Rows from a dataset:
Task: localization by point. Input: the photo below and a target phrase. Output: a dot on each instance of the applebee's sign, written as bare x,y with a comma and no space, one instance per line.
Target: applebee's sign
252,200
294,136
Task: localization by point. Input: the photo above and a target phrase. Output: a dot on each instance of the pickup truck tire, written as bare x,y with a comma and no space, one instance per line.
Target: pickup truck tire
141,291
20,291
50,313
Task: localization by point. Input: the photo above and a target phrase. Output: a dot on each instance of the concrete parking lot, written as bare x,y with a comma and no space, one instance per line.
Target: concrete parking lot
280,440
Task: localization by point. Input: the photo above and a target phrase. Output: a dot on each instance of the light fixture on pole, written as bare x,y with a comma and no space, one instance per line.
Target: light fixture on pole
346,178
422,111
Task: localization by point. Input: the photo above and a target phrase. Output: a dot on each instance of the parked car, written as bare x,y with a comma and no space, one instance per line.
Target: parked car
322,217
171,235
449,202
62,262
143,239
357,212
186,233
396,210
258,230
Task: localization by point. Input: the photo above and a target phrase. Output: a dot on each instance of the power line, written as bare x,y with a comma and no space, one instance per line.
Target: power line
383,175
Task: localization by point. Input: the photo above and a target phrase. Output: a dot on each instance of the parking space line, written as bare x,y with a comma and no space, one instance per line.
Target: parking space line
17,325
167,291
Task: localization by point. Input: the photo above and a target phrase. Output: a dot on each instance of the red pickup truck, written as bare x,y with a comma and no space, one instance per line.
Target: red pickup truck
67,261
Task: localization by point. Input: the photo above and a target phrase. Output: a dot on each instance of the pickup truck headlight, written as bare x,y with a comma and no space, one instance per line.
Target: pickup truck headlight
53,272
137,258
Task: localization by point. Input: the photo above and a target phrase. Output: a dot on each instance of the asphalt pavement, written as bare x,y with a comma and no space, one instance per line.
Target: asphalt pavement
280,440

__Task__.
Write out the whole listing exactly.

__Exercise output__.
Task: localization by point. Input: the photo below and a target phrase. Output: a dot on each instance of the applebee's sign, written as bare x,y with a comma and no space, one instance per line.
Target: applebee's sign
252,200
294,136
Task: localization by point. Input: the photo above and a target phrase. Output: a dot on each instance of the pickup truck tire, written as bare x,y with a comma and no space, one instance per line.
Target: pickup truck tire
141,291
20,291
50,313
Task: localization by point. Input: the photo above and a target phrase. Output: a dot on each instance of the concrete parking lot, written as bare x,y with a comma and no space, one instance per line.
Target: concrete parking lot
280,440
Task: localization by point. Input: the photo above and a target phrase. Output: a dot on each instance of the light fixture on pole, written as bare x,y with a comma and no space, one instance per line.
Target: light fixture on pole
346,178
422,111
Task: localization by point. Input: the photo above and a target phrase. Output: a dot on each instance of the parked car, written as bare x,y with a comma and no space, one instance per line.
Target: parked car
322,217
171,235
449,202
62,262
143,239
357,212
186,233
396,210
258,230
Task: localization by point. Input: the photo above and a target phrase. Output: a dot on each instance of the power line, written as bare x,y with a comma and no space, one instance per line.
Target: power line
383,175
Task: localization by point. Input: the photo above and a target phrase. Output: a dot on each instance of the parking space line, written as bare x,y with a comma and no space, one instance per line.
Target: parking space line
17,325
167,291
Task: localization by point. Input: the photo above and a target phrase. Output: a dot on each instance of the red pickup truck, written as bare x,y with a comma and no space, one instance per line.
Target: red pickup truck
67,261
Task: localization by point. Input: the photo above and a target phrase. Output: a dot on each instance of the pickup truck headlight, written as bare x,y with a comma and no space, one instance per line.
Target: pickup truck headlight
53,272
137,258
Task: localization by point. Input: the photo above and a target phrase. Output: a dot on each instance of the asphalt pavement, written as bare x,y with a comma and no space, one instance per line.
Target: asphalt pavement
280,440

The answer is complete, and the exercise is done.